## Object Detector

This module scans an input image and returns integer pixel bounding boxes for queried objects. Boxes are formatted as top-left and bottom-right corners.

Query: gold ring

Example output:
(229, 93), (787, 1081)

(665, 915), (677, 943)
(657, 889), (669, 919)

→ What this task involves: Each entry should be retyped exactly as given.

→ Written response:
## Object Detector

This module scans an input image and returns integer pixel bounding boxes for queried objects. Boxes are formatted as top-left and bottom-right corners.

Query: gold ring

Example output:
(229, 93), (787, 1081)

(665, 915), (677, 943)
(657, 889), (669, 919)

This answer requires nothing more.